Vervolgens werd met een Two-Way ANOVA ook getoetst of ‘geslacht’ een invloed heeft
op ‘de attitude tegenover het product’. ‘Conditie’ en ‘geslacht’ fungeerden als
onafhankelijke variabelen en ‘attitude tegenover het product’ als afhankelijke variabele.
De normaalverdeling binnen de deelgroepen was niet optimaal20, maar de varianties
binnen de deelgroepen waren wel gelijk21. Er bleek één uitschieter te zijn die eruit
gefilterd werd om de analyse uit te voeren. De analyse laat geen hoofdeffect zien voor
‘conditie’ (F = 0,273; df = 3,243; p = 0,845). Er blijkt ook geen hoofdeffect voor
‘geslacht’ (F = 3,191; df = 1,243; p = 0,075) en geen interactie-effect te zijn (F = 1,304;
df = 3,243; p = 0,274). De volledige SPSS-output staat in Bijlage 10.1.D.

- - -

§ SCHRIFTELIJKE OPDRACHT A
Welke regels in de lijst bevatten de tekenreeks "position"? Neem elk van die regels volledig over.
Het fragment over de ANOVA-analyse en de lijst hieronder hebben elk een andere herkomst.

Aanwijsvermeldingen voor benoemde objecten
- - -

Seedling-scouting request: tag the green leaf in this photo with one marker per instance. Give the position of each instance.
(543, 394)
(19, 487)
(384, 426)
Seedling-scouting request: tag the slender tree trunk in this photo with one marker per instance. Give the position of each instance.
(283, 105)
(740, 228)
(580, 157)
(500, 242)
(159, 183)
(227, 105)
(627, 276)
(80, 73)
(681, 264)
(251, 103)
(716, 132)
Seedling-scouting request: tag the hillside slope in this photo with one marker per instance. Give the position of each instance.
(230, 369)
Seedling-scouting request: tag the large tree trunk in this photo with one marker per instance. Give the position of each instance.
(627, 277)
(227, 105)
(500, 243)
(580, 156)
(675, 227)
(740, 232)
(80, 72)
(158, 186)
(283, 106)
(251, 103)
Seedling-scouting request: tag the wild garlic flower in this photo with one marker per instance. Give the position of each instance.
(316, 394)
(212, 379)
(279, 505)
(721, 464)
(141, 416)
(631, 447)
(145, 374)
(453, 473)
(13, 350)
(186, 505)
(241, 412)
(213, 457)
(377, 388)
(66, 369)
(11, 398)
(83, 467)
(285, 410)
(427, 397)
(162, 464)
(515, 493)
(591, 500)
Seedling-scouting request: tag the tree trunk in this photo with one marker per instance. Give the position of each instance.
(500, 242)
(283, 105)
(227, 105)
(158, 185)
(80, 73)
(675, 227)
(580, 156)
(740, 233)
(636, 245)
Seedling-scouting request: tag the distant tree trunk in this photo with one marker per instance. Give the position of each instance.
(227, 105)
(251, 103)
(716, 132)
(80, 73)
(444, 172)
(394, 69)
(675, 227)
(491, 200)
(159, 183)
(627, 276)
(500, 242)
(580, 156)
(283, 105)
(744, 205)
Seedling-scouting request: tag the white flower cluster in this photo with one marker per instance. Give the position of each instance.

- - -

§ SCHRIFTELIJKE OPDRACHT B
Hoe loopt het fragment over de ANOVA-analyse verder? Schrijf het vervolg, te beginnen na de laatste zin.

§ ANTWOORD A
Seedling-scouting request: tag the green leaf in this photo with one marker per instance. Give the position of each instance.
Seedling-scouting request: tag the slender tree trunk in this photo with one marker per instance. Give the position of each instance.
Seedling-scouting request: tag the hillside slope in this photo with one marker per instance. Give the position of each instance.
Seedling-scouting request: tag the large tree trunk in this photo with one marker per instance. Give the position of each instance.
Seedling-scouting request: tag the wild garlic flower in this photo with one marker per instance. Give the position of each instance.
Seedling-scouting request: tag the tree trunk in this photo with one marker per instance. Give the position of each instance.
Seedling-scouting request: tag the distant tree trunk in this photo with one marker per instance. Give the position of each instance.
Seedling-scouting request: tag the white flower cluster in this photo with one marker per instance. Give the position of each instance.

§ ANTWOORD B
Tenslotte werd een Two-Way ANOVA uitgevoerd om na te gaan of ‘geslacht’ een
invloed heeft op de koopintentie. ‘Conditie’ en ‘geslacht’ fungeerden als onafhankelijke
variabelen en ‘koopintentie’ als afhankelijke variabele. De normaalverdeling binnen de
deelgroepen was niet optimaal22, maar aan de voorwaarde van de gelijke varianties werd
wel voldaan. Twee uitschieters werden verwijderd voor de analyse werd uitgevoerd. De
analyse laat geen hoofdeffect zien voor ‘conditie’ (F = 1,602; df = 3,242; p = 0,190). Er
blijkt ook geen hoofdeffect voor ‘geslacht’ (F = 1,990; df = 1,242; p = 0,160) en geen
interactie-effect te zijn (F = 1,696; df = 3,242; p = 0,168). De volledige SPSS-output staat
in Bijlage 10.1.E.
19 Ondanks dat de voorwaarde van de normaalverdeling geschonden wordt, is een Two-Way ANOVA wel mogelijk
omwille van het grote aantal proefpersonen per groep (Vrouwen: 126 / Mannen: 126) 20 Ondanks dat de voorwaarde van de normaalverdeling geschonden wordt, is een Two-Way ANOVA wel mogelijk
omwille van het grote aantal proefpersonen per groep (Vrouwen: 125 / Mannen: 126) 21 De scores voldeden aan de vuistregel dat de grootste standaarddeviatie binnen de groepen niet groter mag zijn dan
tweemaal de kleinste standaarddeviatie (1,55 < 1,81). 22 Ondanks dat de voorwaarde van de normaalverdeling geschonden wordt, is een Two-Way ANOVA wel mogelijk
omwille van het grote aantal proefpersonen per groep (Vrouwen: 125 / Mannen: 125)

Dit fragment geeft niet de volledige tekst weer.